PROBLEM SET:
#1 In the article on Tennessee's game in The Swamp, which two players does it say the Vols were without?
#2 Rewrite the records starting at the line that contains "[indicate] side door" and ending at their final line, swapping "pin" for "marker" and changing nothing else. Return only those lines.

EXTRACTED TEXT:
Vols learn painful lesson, must lean on playmakers starting with Kelly

Brent Hubbs, Publisher
Vol Quest

GAINESVILLE, Fla. — Tennessee head coach Butch Jones talks about his team's will to win and on Saturday in The Swamp for the fourth consecutive matchup in the series, the Vols' will to win wasn't a debate.

Neither was their talent in the matchup. Their will wasn't flawless, but it was good enough. However, their execution, especially in critical plays, was far from it.

You don't throw three interceptions, including a pick six, miss three field goals, give up a Hail Mary and win football games. Yet up until the Hail Mary, the Vols were poised to still win because of their effort and will for victory. Justin Martin gave Tennessee a chance on a strip fumble that resulted in a touchback. John Kelly repeatedly refused to go down. But when it was time to stand tall, the Vols offense couldn't.

A couple of Hall of Fame coaches who made this rivalry a national game always said you don't kick field goals in this matchup and win. Tennessee obviously missed 3 of 4 field goal attempts, which was key. They gave up a Hail Mary which should never happen. You don't play that snap with six in the box and only five defensive backs.

Butch Jones said after the game that injuries prevented them from going with six defensive backs. They Vols were without Evan Berry and Todd Kelly, Jr., but surely on that sideline they could have found a “knock it down guy”.

With :09 seconds to go, Florida needed at least 25 yards to think about a legitimate field goal try and you never put yourself in a position to allow a receiver to get behind the defense. A lesson that should have been learned last year in Athens, Georgia.

GIVEN ENTRIES:
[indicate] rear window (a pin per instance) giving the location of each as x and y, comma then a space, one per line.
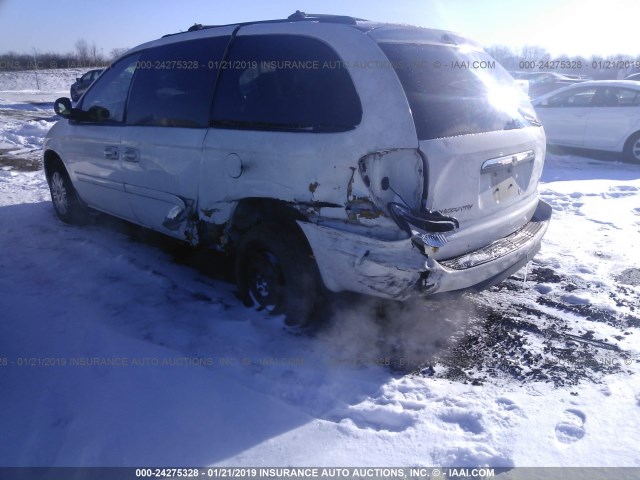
456, 92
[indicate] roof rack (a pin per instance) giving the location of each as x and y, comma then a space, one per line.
298, 16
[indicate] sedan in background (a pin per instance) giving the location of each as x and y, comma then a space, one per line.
599, 115
82, 84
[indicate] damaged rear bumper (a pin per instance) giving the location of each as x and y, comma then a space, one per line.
398, 269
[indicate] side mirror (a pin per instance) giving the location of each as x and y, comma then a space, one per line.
62, 107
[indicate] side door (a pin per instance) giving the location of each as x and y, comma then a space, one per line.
564, 115
615, 115
167, 120
93, 154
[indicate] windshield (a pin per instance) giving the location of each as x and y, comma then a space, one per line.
453, 91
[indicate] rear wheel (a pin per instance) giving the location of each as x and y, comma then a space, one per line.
276, 272
66, 202
632, 148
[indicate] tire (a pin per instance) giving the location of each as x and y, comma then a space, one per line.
632, 148
276, 272
66, 202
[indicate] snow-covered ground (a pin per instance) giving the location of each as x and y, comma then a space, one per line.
120, 349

COMPLETE ANSWERS:
#1 Evan Berry and Todd Kelly, Jr.

#2
[indicate] side door (a marker per instance) giving the location of each as x and y, comma then a space, one per line.
564, 115
615, 115
167, 120
93, 154
[indicate] windshield (a marker per instance) giving the location of each as x and y, comma then a space, one per line.
453, 91
[indicate] rear wheel (a marker per instance) giving the location of each as x and y, comma then a space, one per line.
276, 272
66, 202
632, 148
[indicate] tire (a marker per instance) giving the location of each as x and y, comma then a space, one per line.
632, 148
276, 272
66, 202
[indicate] snow-covered ground (a marker per instance) giving the location of each as x and y, comma then a space, one per line.
120, 349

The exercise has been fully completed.